**BACAAN YANG DISEDIAKAN**
· · · · · · ·

Mengintip Kegiatan Suku Baduy Mualaf Selama Ramadan

Para keluarga suku Baduy yang telah mualaf itu berada di Kampung Landeuh, Desa Bojongmenteng, Kabupaten Lebak, Banten.

oleh Herman ZakhariaLiputan6.com diperbarui 02 Mei 2021, 23:57 WIB
Diterbitkan 02 Mei 2021, 16:02 WIB
Kisah Warga Baduy Mualaf yang Kini Menjalani Puasa
Aldi yang berganti nama muslim menjadi Hamid Bambang Kusomo (28) saat ditemui di pemukiman mualaf yang berbatasan dengan daerah adat Baduy. Beberapa waktu belakangan terdapat sejumlah warga suku Baduy yang keluar dari desa adat, dan menjadi pemeluk agama Islam. (Liputan6.com/Herman Zakharia)

Liputan6.com, Jakarta - Sebanyak 34 keluarga suku Baduy yang kini menjadi seorang muslim turut menjalankan kewajiban puasa Ramadan.

Para keluarga suku Baduy yang telah mualaf itu berada di Kampung Landeuh, Desa Bojongmenteng, Kabupaten Lebak, Banten.

Pantauan Liputan6.com di lokasi, selama bulan Ramadan, seluruh warga biasanya melakukan buka puasa bersama dan melaksanakan salat Isya serta tarawih berjemaah di masjid.

Selain itu, tadarus Al-Qur'an juga dilakukan secara bergantian selama satu jam sekali. Kegiatan dilakukan hingga datangnya waktu subuh. Setelah itu tak ada lagi kegiatan di desa tersebut.

"Kalau mau ada yang ngaji di sini gantian satu jam sekali sampai Subuh. Habis salat Subuh enggak ada kegiatan lagi," kata Sudin selaku Ketua RT Kampung Landeuh saat berbincang dengan Liputan6.com.

· · · · · · ·

**SOAL LATIHAN 1**
Ulangi bagian bacaan tentang suku Baduy mualaf, mulai dari "Pantauan Liputan6.com di" dan berlanjut hingga "di desa tersebut.".
**SOAL LATIHAN 2**
Jawablah pertanyaan berikut berdasarkan bacaan tentang suku Baduy mualaf.
(a) Berapa banyak keluarga suku Baduy mualaf yang menjalankan puasa Ramadan?
(b) Berapa lama setiap giliran tadarus Al-Qur'an?
(c) Apa jabatan Sudin di Kampung Landeuh?

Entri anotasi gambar
· · · · · · ·

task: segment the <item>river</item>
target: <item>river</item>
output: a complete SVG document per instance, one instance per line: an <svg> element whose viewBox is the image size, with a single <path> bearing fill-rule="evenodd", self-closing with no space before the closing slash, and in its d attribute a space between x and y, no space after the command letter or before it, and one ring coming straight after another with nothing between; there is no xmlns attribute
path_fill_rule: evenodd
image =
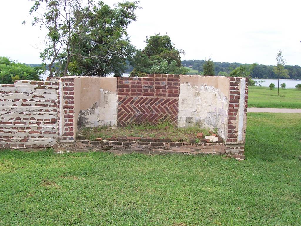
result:
<svg viewBox="0 0 301 226"><path fill-rule="evenodd" d="M268 86L271 83L274 83L275 87L278 87L278 79L253 79L255 81L263 80L263 82L260 84L262 86ZM279 86L282 83L285 83L286 85L286 88L294 88L295 86L298 84L301 84L301 80L293 80L290 79L280 79L279 80ZM257 84L256 84L256 85Z"/></svg>
<svg viewBox="0 0 301 226"><path fill-rule="evenodd" d="M48 73L47 73L48 72ZM46 71L45 74L42 76L43 80L46 80L46 78L48 77L49 74L49 72L48 71ZM123 77L129 77L129 74L128 73L125 73L123 74ZM111 76L114 76L114 73L112 73L111 74ZM263 80L263 82L261 84L262 86L268 86L271 83L274 83L275 84L275 87L277 87L278 86L278 80L277 79L254 79L253 80L255 81L261 81L262 80ZM297 84L301 84L301 80L292 80L289 79L281 79L279 80L279 85L282 83L285 83L286 85L286 88L294 88L295 86Z"/></svg>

· · · · · · ·

**JAWABAN LATIHAN 1**
Pantauan Liputan6.com di lokasi, selama bulan Ramadan, seluruh warga biasanya melakukan buka puasa bersama dan melaksanakan salat Isya serta tarawih berjemaah di masjid.

Selain itu, tadarus Al-Qur'an juga dilakukan secara bergantian selama satu jam sekali. Kegiatan dilakukan hingga datangnya waktu subuh. Setelah itu tak ada lagi kegiatan di desa tersebut.

**JAWABAN LATIHAN 2**
(a) Sebanyak 34 keluarga.
(b) Satu jam sekali.
(c) Ketua RT Kampung Landeuh.